**Description of the task:**
Render the lines of the records below, from the line containing "drawmask --target fingernail" through the line containing "Draw the outline of every instance of the fingernail.", as a Markdown table with the columns Row and Line. Number each line in Row, put its text in Line, and leave out blank lines.

**The records:**
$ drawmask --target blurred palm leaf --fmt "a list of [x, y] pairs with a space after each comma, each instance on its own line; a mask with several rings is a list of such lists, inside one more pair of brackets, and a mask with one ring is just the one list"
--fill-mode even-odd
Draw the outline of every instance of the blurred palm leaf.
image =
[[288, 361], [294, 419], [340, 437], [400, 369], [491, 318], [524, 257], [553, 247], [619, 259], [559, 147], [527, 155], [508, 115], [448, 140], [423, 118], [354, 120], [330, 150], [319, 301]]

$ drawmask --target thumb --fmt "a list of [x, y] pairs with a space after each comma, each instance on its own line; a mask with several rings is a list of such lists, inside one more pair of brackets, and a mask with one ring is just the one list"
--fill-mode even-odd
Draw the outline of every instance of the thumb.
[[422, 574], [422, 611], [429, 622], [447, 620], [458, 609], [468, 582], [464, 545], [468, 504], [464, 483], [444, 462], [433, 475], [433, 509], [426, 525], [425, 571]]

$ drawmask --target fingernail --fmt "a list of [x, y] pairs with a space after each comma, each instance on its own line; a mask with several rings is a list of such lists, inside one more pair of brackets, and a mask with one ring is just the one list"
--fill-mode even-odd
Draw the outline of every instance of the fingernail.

---

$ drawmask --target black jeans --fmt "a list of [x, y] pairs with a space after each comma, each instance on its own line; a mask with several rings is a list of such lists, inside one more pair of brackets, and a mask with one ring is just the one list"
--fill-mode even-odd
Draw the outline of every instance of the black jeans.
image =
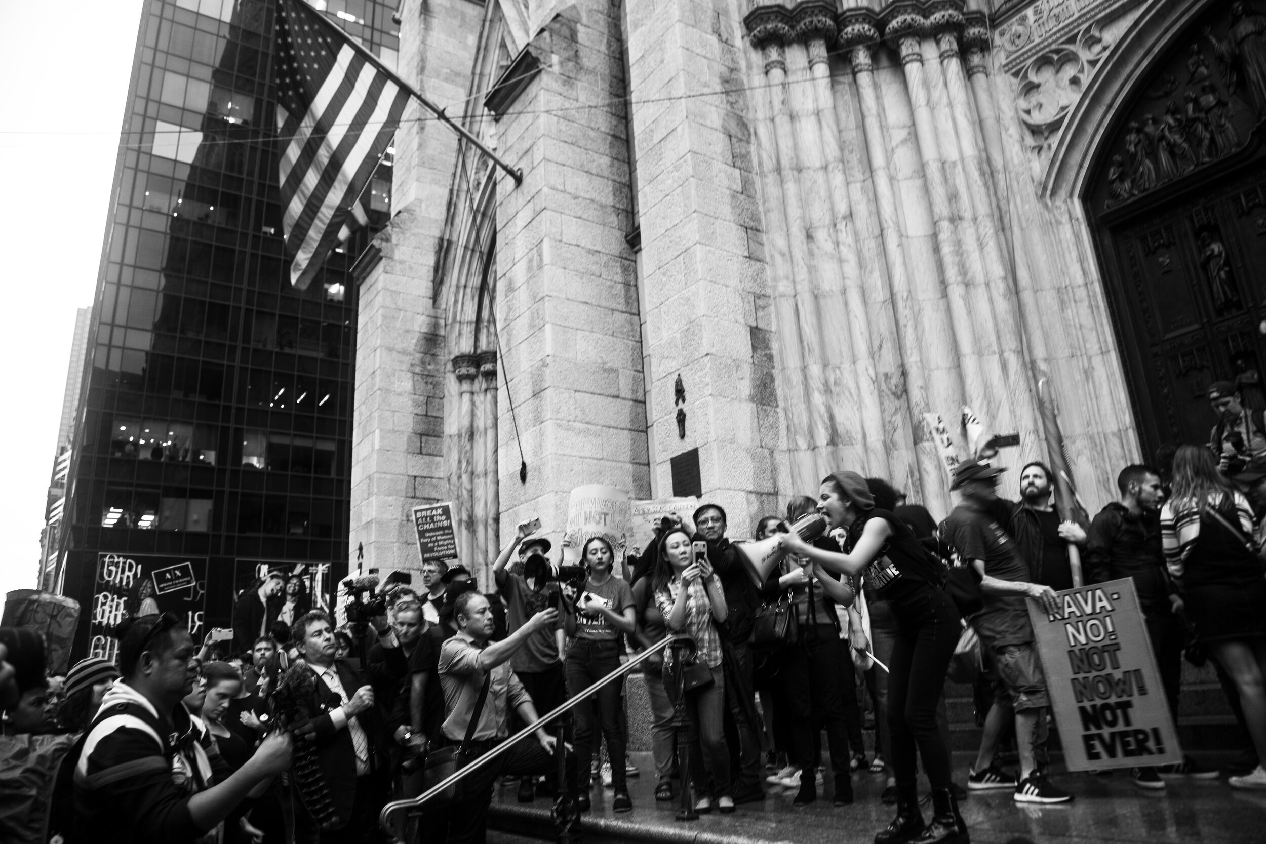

**Complete answer:**
| Row | Line |
|---|---|
| 1 | $ drawmask --target fingernail --fmt "a list of [x, y] pairs with a space after each comma, each instance on its own line; a mask with several rings is a list of such lists, inside one more pair of brackets, and a mask with one ring is just the one list" |
| 2 | --fill-mode even-odd |
| 3 | Draw the outline of every instance of the fingernail. |